### Excerpt to read ###

[Bioc-devel] BiocParallel: Best standards for passing locally assigned variables/functions, e.g. a bpExport()?
Ryan
rct at thompsonclan.org
Mon Nov 4 02:28:18 CET 2013
I guess all we need to do is to detect whether a function would try to
access a free variable in the user's workspace, and warn/error if so.
It looks like CodeDepends could do that. I could try to come up with an
implementation. I guess we would add CodeDepends as an optional
dependency for BiocParallel, and only do the checks if CodeDepends is
available.
On Sun Nov 3 17:10:45 2013, Gabriel Becker wrote:
> Henrik,
>
> See https://github.com/duncantl/CodeDepends (as used by used by
> https://github.com/gmbecker/RCacheSuite). It will identify necessarily
> defined symbols (input variables) for code that is not doing certain
> tricks (eg get(), mixing data.frame columns and gobal variables in
> formulas, etc ).

### Stored data ###

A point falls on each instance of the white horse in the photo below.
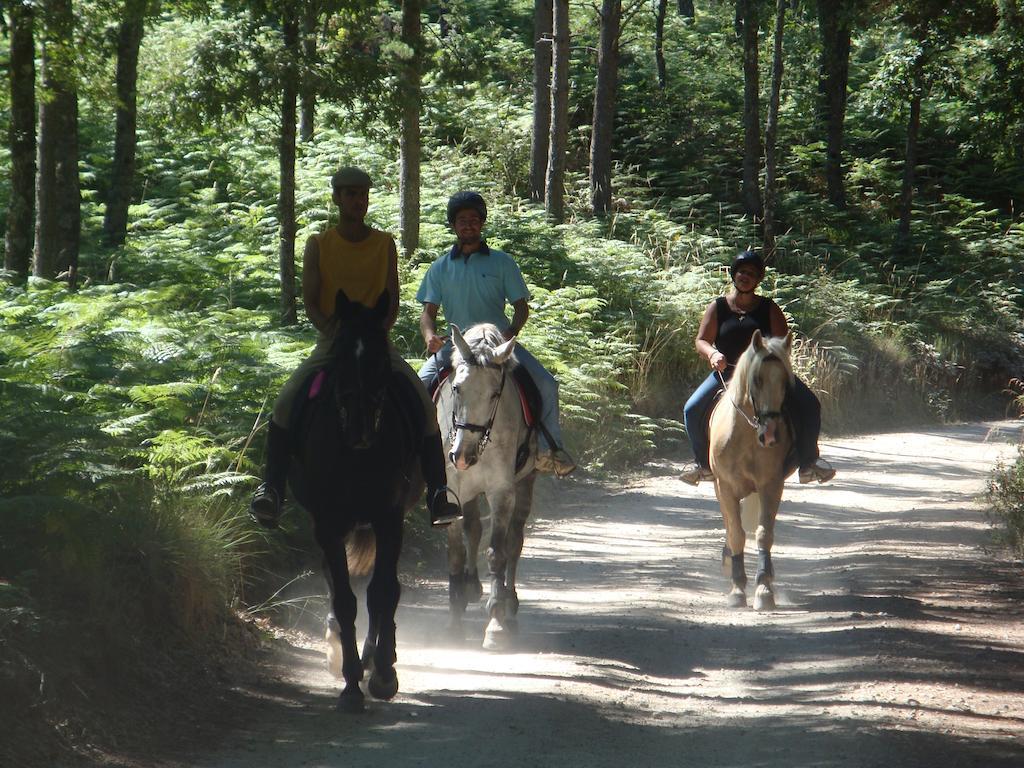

###
### Stored data ###

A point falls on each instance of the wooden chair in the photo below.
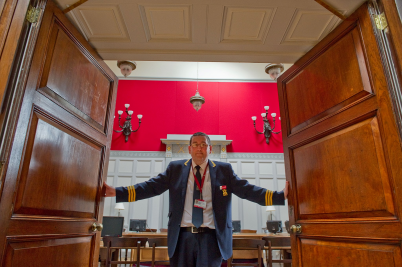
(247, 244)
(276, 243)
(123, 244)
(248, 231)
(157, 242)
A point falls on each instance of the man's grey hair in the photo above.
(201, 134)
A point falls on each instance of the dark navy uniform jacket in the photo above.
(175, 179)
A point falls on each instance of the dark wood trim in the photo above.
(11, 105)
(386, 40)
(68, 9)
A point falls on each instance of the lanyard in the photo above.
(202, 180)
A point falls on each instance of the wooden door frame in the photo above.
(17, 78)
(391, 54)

###

**What this exercise asks**
- 1) Copy out every line of the entries that contains the string "falls", matching case exactly.
- 2) Continue the BiocParallel mailing-list post from the point where it stops.

**Answers by task**
- 1)
A point falls on each instance of the white horse in the photo below.
A point falls on each instance of the wooden chair in the photo below.
A point falls on each instance of the man's grey hair in the photo above.
A point falls on each instance of the dark navy uniform jacket in the photo above.
A point falls on each instance of the dark wood trim in the photo above.
A point falls on each instance of the lanyard in the photo above.
A point falls on each instance of the wooden door frame in the photo above.

- 2)
>
> Tierney's codetools package also does things along these lines but
> there are some situations where it has trouble. I can give more detail
> if desired.
>
> ~G
>
>
> On Sun, Nov 3, 2013 at 3:04 PM, Ryan <rct at thompsonclan.org
> <mailto:rct at thompsonclan.org>> wrote:
>
> Another potential easy step we can do is that if FUN function in
> the user's workspace, we automatically export that function under
> the same name in the children. This would make recursive functions
> just work, but it might be a bit too magical.
>
>
> On 11/3/13, 2:38 PM, Ryan wrote:
>
> Here's an easy thing we can add to BiocParallel in the short
> term. The following code defines a wrapper function
> "withBPExtraErrorText" that simply appends an additional
> message to the end of any error that looks like it is about a
> missing variable. We could wrap every evaluation in a similar
> tryCatch to at least provide a more informative error message
> when a subprocess has a missing variable.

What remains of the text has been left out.